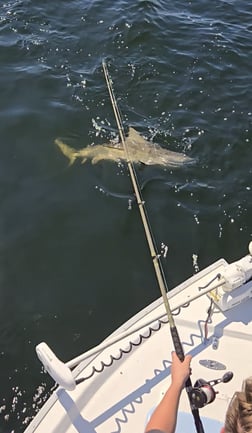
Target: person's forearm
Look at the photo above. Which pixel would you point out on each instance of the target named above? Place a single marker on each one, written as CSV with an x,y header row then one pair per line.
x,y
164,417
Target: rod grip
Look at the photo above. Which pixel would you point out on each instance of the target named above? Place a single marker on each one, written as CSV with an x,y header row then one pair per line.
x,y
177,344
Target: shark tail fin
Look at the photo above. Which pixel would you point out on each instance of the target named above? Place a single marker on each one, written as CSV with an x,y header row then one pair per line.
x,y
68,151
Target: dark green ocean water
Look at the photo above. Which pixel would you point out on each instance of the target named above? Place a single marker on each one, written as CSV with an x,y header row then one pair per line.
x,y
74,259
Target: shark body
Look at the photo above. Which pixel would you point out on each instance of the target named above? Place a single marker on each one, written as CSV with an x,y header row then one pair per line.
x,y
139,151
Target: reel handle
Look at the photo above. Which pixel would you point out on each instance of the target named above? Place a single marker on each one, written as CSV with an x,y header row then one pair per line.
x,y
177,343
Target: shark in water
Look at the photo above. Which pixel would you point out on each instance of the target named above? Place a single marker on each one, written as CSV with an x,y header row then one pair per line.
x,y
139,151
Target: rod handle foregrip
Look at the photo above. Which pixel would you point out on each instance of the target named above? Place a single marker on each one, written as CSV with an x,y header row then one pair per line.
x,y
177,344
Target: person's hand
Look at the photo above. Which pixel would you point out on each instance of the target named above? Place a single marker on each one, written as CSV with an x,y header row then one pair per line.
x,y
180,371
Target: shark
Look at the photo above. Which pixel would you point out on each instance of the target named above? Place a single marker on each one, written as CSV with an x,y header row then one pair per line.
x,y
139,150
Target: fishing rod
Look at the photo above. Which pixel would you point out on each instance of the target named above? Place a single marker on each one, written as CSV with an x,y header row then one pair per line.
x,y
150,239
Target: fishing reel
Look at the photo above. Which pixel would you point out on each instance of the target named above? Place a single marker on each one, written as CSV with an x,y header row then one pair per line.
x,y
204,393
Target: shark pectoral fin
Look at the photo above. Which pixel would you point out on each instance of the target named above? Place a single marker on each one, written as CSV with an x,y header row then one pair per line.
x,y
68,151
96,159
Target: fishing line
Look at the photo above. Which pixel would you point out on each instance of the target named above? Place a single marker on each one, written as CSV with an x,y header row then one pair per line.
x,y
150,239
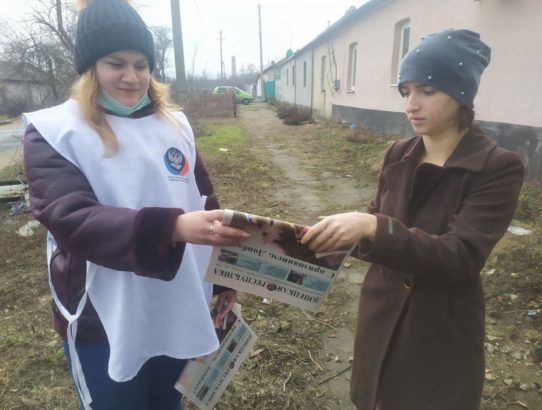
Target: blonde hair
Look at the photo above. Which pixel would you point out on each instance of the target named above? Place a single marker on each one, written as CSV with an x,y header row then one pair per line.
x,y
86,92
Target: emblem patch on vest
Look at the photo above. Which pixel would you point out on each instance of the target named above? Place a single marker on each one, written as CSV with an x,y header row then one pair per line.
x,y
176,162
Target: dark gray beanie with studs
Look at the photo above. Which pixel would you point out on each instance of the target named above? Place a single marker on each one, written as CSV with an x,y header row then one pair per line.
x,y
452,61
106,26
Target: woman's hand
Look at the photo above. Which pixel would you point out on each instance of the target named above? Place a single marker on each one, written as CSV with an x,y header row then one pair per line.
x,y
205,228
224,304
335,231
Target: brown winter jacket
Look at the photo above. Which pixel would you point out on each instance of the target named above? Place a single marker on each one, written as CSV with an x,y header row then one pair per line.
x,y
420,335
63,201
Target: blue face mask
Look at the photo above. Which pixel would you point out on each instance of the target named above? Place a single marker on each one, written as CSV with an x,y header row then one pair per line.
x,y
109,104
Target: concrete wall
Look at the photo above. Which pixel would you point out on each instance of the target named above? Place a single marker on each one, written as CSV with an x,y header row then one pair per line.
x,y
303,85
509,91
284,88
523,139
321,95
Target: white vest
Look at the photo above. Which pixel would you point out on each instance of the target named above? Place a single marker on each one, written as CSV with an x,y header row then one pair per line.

THE PROBLEM: Copy the records above exactly, omitting every picture.

RESPONSE TO THE TASK:
Target: person's forearm
Look at the photo above. Which pixel would you point out on each instance of the target named above? Place a single marker on each one, written as CSV with an x,y header row then one pair per line.
x,y
164,417
Target: rod grip
Look at the photo above. Which pixel would you point out on each instance of the target named above? Place a single marker on each one, written as CSV with an x,y header row then one pair per line.
x,y
177,344
Target: shark tail fin
Look at the photo above. Which pixel would you point out on each instance of the target named above? Place a single marker on each one, written as CSV with an x,y header row then one pair per line.
x,y
68,151
Target: dark green ocean water
Look at the photo above. Which pixel would you point out on each instance of the target named above? Place a single marker on each one, written as CSV with an x,y header row then one pair per line.
x,y
74,259
Target: shark body
Look at the photo above. Which pixel would you point out on each instance of the target named above? Place a single marker on each one, written as CSV with an x,y header row then one pair per line.
x,y
139,151
Target: reel handle
Look at the photo above. Which pixel would you point out on each instance of the target named above? Place a single marker on each one, written as CSV with an x,y header row then one pair per line.
x,y
177,343
Target: shark in water
Look at the photo above. Which pixel would you point out on each instance of the target named above? Place a single marker on each one, written as CSV with an x,y header row then one pair per line.
x,y
139,151
Target: rod handle foregrip
Look at the photo above. Which pixel would you point out on each instance of the target named above? Place a single marker on each one, written as CSV with an x,y header row then one pair per line.
x,y
177,344
Target: person's hand
Look at the photo above. Which pixel would you point out on each instance of the target named above? Place a single marker on each one, written as CSV with an x,y header row then one pair per line.
x,y
180,371
Target: shark
Look at the photo above. Which pixel would you point out on each instance of the target named above? Place a single marker on each one, written as CSV with an x,y header row then one pair per line.
x,y
139,150
Target: fishing rod
Look at the photo above. Which pixel would you point out on each instance of the target named above? Place a single marker on each one, written as CSV with an x,y header row then one pair per line.
x,y
150,239
Target: fishing reel
Look at the photo above. Which pixel would you point out on each instance of the target named above? Place a single marker on each one, written as CSV with an x,y header row then one pair per line.
x,y
204,393
Target: shark pectoral fin
Look at the photo above. Which pixel would you point out on each instance of the target named above? Place a single marker on each one, written as CSV with an x,y header row then one pair per line.
x,y
68,151
96,159
Target: fishing line
Look at the photo above. Which pixel would you point out on each instance of the target named above? Place a single marker on each one, written as CSV with an x,y header row then one pair per line.
x,y
150,239
Target: blonde hair
Look at the photo above. Which pixel would you point out on each instance of the target named above? Place a single marker on each one, written as CSV with an x,y header row then one pair per line.
x,y
86,92
Target: emblem patch on vest
Look at the photo above. Which pixel would you point out on each instance of the target named above? Place a single marker on each one, written as CSV with an x,y header row then one pair per line.
x,y
176,162
Target: dark gray beanie with studs
Look at the photo above. Which pixel would you point out on each instance of the target named above? Place a single marker on each one, written as CSV with an x,y header row then one pair per line.
x,y
452,61
106,26
Target: woman's hand
Look at the photo above. Which pixel would you point out on each instance of the target named above? Place a single marker on each one, written as CSV with an x,y header row then one pair per line.
x,y
205,228
224,304
335,231
Target: brown winter jacket
Look at the photo above. Which pixel would you point out on each instance of the target named above? Place a single marker on each one, written as CSV with an x,y header row then one pair per line.
x,y
420,335
63,201
Target: blue face mask
Look at the photo above. Which pixel would you point out on each instance of the target named above? Place a single marker on each one, written as CSV with an x,y header row then one pair per line.
x,y
109,104
Target: concrete wall
Look at the photo above. Which pixel would you point out on each instance of the target named above? Place a single marker on each one, written as CSV with an x,y header row then one pair per line.
x,y
303,85
509,91
284,88
523,139
321,95
Target: white vest
Look at the photo above. Which pixel would you point out on each instance of the target named above? Place a single marker on each one, written as CSV with an x,y header row then one pair per line.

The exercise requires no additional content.